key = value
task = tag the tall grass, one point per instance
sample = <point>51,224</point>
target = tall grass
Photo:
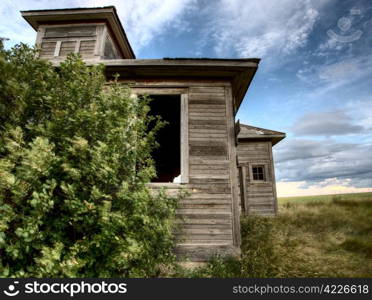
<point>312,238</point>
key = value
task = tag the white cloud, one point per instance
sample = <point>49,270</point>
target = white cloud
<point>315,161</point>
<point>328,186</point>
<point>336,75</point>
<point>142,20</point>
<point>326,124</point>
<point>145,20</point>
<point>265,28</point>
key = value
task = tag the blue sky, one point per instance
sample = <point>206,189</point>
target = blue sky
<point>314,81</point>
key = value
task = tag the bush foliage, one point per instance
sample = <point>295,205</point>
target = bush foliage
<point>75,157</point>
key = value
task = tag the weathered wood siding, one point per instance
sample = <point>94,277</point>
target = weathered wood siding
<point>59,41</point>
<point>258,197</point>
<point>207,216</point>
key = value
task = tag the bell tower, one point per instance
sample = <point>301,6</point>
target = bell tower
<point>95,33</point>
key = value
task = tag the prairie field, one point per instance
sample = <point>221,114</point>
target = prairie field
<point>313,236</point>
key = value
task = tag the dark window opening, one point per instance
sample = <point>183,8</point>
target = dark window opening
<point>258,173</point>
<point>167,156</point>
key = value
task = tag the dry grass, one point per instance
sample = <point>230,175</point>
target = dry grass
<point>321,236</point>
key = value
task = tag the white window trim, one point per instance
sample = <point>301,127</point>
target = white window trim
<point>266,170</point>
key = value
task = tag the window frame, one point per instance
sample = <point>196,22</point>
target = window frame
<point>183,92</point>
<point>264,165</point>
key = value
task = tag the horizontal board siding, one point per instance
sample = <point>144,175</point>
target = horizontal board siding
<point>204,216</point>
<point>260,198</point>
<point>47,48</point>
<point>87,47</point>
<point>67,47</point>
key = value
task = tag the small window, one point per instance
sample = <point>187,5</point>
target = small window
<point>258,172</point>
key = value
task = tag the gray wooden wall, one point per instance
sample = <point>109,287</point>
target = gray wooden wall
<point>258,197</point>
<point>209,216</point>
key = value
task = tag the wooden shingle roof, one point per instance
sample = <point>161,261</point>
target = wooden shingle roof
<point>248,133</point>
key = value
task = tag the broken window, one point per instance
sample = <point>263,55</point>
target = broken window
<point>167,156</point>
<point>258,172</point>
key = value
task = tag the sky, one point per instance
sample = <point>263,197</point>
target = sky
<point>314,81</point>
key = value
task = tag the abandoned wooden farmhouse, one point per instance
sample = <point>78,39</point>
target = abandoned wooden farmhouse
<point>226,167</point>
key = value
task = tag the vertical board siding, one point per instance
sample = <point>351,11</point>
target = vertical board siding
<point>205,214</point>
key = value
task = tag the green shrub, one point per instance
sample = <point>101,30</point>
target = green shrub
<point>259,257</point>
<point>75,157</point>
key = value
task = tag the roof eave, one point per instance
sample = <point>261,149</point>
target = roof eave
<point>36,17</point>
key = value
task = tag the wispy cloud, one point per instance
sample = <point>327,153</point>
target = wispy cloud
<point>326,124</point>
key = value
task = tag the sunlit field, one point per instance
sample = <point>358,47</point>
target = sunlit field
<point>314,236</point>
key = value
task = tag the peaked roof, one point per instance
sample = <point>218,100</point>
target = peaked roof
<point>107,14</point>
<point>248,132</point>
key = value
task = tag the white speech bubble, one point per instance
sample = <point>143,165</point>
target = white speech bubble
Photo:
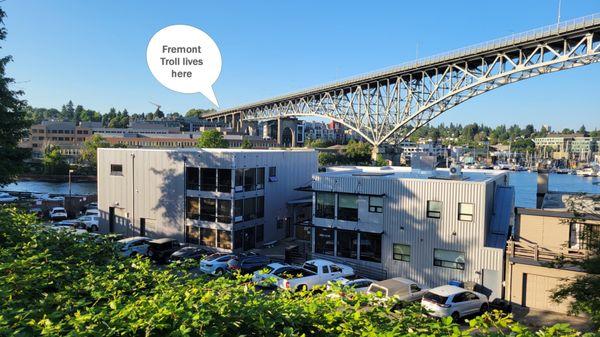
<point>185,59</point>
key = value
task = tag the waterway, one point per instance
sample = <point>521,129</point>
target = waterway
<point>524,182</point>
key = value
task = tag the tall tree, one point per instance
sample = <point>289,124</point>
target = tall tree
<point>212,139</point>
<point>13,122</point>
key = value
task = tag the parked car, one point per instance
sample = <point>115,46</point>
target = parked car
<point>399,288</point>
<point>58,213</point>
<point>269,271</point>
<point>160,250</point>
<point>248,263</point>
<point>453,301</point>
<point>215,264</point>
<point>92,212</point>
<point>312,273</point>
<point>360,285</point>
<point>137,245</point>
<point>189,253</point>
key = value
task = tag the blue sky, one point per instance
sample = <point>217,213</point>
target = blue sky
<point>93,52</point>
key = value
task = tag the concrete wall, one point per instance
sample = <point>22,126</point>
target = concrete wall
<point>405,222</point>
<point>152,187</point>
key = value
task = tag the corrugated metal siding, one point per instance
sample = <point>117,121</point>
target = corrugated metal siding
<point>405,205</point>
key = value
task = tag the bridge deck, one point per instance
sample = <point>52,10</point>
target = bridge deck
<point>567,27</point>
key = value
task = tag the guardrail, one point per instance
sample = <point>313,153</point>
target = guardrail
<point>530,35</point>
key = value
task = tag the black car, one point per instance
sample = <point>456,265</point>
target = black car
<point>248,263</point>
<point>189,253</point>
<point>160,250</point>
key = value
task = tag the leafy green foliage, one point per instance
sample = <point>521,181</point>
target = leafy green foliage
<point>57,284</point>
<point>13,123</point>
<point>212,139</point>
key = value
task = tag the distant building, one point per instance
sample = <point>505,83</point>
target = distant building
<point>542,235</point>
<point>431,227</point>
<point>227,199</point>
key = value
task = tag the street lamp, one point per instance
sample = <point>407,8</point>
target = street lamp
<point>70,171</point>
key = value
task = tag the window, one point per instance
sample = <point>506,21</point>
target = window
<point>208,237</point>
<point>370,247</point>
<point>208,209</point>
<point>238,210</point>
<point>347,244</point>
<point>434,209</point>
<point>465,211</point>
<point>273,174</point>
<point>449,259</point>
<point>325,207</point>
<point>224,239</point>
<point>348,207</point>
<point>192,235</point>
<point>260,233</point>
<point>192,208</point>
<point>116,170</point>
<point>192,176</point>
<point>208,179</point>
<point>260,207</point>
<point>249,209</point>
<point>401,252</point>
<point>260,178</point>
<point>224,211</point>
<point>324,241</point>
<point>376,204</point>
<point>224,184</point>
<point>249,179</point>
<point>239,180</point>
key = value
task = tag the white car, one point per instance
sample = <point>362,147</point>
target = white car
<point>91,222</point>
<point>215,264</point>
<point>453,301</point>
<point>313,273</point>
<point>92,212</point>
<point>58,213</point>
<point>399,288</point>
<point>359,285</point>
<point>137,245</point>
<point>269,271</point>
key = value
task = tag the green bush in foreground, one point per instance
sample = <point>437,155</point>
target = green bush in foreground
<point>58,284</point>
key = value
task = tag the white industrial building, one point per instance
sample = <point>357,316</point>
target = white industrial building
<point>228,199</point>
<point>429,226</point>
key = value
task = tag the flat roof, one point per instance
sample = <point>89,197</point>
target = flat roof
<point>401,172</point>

+===+

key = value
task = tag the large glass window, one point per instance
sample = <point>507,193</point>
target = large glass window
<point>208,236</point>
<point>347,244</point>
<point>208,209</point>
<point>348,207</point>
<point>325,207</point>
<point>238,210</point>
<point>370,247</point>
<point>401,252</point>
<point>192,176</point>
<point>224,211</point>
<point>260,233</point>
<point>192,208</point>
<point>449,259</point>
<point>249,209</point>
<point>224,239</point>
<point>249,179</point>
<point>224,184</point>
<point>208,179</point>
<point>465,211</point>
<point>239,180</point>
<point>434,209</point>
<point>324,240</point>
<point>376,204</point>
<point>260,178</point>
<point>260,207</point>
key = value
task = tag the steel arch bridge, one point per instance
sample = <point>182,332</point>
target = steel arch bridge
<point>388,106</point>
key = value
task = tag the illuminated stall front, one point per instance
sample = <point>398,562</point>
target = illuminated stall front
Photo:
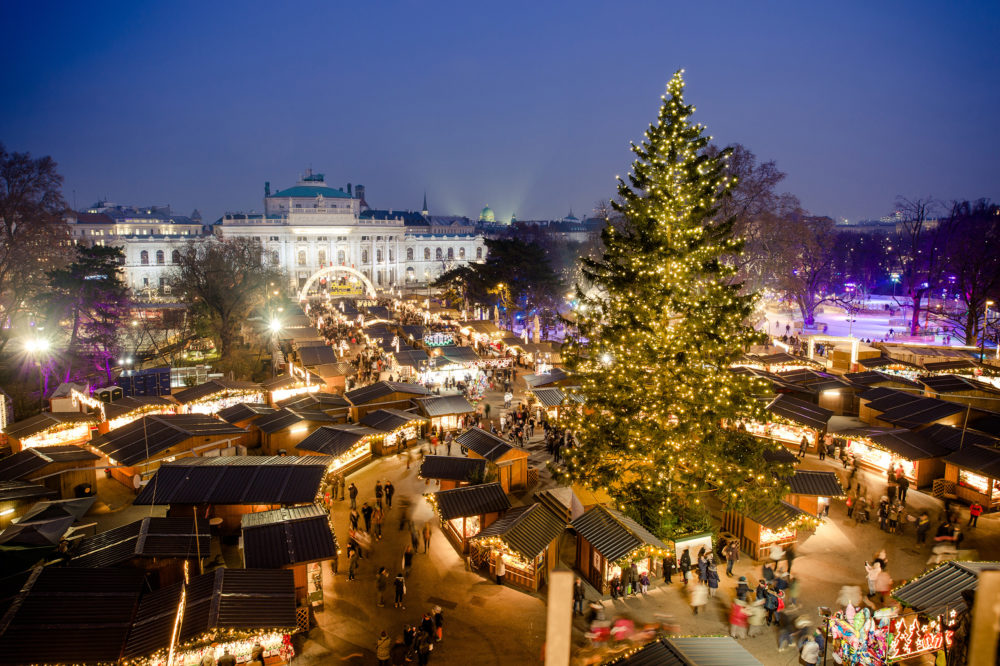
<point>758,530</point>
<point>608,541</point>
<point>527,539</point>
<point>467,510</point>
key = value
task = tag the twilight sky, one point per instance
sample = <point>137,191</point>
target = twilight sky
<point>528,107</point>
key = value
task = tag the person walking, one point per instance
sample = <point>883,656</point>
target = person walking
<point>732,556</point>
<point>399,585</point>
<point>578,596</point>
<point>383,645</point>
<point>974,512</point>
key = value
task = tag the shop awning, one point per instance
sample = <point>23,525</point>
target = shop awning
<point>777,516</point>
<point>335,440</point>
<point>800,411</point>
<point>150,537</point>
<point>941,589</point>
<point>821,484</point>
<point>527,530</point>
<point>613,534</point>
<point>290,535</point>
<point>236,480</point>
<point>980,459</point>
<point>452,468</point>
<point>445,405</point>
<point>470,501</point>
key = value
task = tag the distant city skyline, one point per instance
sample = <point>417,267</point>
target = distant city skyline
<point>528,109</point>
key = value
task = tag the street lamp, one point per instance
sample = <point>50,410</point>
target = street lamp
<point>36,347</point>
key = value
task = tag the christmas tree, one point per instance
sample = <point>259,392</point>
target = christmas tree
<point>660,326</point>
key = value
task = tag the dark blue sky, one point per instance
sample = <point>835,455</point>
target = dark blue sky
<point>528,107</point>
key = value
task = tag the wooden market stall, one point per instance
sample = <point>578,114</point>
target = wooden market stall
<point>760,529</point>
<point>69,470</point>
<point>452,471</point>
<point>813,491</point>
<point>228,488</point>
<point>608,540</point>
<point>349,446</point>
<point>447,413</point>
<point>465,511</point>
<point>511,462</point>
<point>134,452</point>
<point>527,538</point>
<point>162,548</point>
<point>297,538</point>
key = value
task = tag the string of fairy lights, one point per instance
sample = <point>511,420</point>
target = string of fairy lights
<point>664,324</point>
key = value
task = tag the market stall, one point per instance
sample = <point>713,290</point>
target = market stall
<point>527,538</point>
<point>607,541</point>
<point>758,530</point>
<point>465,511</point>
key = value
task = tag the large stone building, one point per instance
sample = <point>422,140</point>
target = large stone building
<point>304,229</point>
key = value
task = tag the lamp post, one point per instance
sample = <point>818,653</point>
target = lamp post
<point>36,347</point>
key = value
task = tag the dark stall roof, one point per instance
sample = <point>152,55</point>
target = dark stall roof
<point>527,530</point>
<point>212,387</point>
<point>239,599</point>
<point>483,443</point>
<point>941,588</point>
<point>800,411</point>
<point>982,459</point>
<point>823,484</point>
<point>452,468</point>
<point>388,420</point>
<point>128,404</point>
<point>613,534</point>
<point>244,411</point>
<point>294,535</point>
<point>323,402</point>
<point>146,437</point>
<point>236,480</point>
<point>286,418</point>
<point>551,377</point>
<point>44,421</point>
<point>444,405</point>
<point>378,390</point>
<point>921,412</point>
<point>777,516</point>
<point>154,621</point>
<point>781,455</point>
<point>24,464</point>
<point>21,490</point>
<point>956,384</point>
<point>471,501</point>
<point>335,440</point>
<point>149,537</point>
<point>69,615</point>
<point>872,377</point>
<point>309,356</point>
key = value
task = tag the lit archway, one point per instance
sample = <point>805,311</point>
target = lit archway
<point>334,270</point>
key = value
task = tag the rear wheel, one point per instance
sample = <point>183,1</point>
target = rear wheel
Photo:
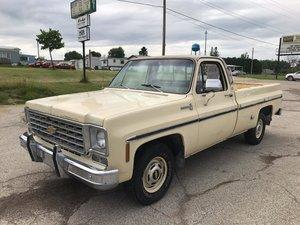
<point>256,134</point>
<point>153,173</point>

+===+

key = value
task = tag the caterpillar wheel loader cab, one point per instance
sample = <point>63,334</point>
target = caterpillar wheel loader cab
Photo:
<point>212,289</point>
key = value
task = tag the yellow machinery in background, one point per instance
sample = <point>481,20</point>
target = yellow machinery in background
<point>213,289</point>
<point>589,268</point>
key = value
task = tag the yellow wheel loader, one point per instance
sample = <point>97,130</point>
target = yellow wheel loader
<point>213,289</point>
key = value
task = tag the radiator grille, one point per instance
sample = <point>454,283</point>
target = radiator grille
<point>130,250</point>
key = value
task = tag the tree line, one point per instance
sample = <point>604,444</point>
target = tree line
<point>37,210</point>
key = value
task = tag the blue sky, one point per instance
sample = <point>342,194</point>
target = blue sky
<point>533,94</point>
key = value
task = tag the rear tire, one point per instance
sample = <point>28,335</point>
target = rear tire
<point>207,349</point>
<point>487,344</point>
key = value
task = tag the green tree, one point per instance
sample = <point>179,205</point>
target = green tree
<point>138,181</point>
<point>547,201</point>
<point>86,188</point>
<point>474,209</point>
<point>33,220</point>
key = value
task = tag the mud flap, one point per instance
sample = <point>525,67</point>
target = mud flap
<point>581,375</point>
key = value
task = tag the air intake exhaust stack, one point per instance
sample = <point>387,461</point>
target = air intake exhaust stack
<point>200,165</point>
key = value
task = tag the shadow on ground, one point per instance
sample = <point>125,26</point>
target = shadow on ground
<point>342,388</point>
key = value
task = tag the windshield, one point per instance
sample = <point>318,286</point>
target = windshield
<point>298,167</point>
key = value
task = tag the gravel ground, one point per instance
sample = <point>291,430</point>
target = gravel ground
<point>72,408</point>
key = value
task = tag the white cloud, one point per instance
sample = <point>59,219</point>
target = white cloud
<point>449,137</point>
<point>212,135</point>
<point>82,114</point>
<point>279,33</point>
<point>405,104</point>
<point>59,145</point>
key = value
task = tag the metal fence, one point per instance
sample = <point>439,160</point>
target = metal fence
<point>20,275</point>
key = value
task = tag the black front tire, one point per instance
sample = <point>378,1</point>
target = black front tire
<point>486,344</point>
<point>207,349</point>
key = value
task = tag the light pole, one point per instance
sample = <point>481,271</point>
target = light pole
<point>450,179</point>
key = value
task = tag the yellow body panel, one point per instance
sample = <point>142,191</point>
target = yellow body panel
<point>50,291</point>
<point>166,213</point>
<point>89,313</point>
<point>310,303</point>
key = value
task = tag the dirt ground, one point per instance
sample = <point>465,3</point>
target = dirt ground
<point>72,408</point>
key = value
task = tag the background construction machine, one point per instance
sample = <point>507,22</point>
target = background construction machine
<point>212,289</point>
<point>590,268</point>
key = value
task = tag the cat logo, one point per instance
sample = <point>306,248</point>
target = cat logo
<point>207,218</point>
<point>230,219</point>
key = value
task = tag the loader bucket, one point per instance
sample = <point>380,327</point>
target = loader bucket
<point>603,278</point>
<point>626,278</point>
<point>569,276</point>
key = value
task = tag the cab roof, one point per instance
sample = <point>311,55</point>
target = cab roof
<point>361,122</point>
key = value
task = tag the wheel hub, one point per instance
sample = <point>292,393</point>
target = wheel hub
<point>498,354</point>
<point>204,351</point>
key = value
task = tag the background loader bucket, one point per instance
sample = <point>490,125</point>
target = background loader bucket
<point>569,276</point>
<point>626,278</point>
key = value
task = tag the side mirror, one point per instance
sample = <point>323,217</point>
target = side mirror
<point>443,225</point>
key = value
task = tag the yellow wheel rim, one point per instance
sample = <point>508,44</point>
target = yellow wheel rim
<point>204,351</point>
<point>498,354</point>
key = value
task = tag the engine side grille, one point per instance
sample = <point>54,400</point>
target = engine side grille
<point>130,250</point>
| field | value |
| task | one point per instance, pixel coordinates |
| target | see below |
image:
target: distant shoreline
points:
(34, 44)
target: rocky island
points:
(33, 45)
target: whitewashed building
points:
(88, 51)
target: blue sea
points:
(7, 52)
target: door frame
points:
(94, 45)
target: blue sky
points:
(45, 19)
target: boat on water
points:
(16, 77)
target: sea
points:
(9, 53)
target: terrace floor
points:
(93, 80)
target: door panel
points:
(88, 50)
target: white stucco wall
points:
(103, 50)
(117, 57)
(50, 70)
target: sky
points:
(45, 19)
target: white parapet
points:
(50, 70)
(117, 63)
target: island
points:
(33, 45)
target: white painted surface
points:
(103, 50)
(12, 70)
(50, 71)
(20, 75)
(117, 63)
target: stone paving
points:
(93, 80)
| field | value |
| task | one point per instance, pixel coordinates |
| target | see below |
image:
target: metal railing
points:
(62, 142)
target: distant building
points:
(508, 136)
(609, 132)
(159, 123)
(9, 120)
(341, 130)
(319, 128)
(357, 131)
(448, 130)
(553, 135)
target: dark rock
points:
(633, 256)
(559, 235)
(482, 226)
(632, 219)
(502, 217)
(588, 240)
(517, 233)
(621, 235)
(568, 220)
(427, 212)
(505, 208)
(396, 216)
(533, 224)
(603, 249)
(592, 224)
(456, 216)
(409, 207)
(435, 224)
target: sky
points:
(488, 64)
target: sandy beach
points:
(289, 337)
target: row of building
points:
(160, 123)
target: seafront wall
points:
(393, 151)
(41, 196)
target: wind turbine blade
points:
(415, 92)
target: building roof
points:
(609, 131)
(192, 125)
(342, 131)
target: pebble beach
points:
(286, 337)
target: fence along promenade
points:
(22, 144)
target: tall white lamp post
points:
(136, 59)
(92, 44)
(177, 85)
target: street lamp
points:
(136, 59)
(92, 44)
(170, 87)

+===+

→ Problem description:
Above are the records; from them, give again exactly the lines from the one containing "sample = <point>311,55</point>" to the one containing "sample = <point>323,217</point>", both lines included, and nothing more.

→ Task response:
sample = <point>311,55</point>
target = cab roof
<point>361,122</point>
key = value
task = tag the wheel hub, one point per instance
sample = <point>292,393</point>
target = wheel hub
<point>498,354</point>
<point>204,351</point>
key = value
task = tag the background loader bucket, one point per instance
sample = <point>490,125</point>
target = background loader bucket
<point>569,276</point>
<point>626,278</point>
key = value
task = tag the side mirror, one point per instance
sample = <point>323,217</point>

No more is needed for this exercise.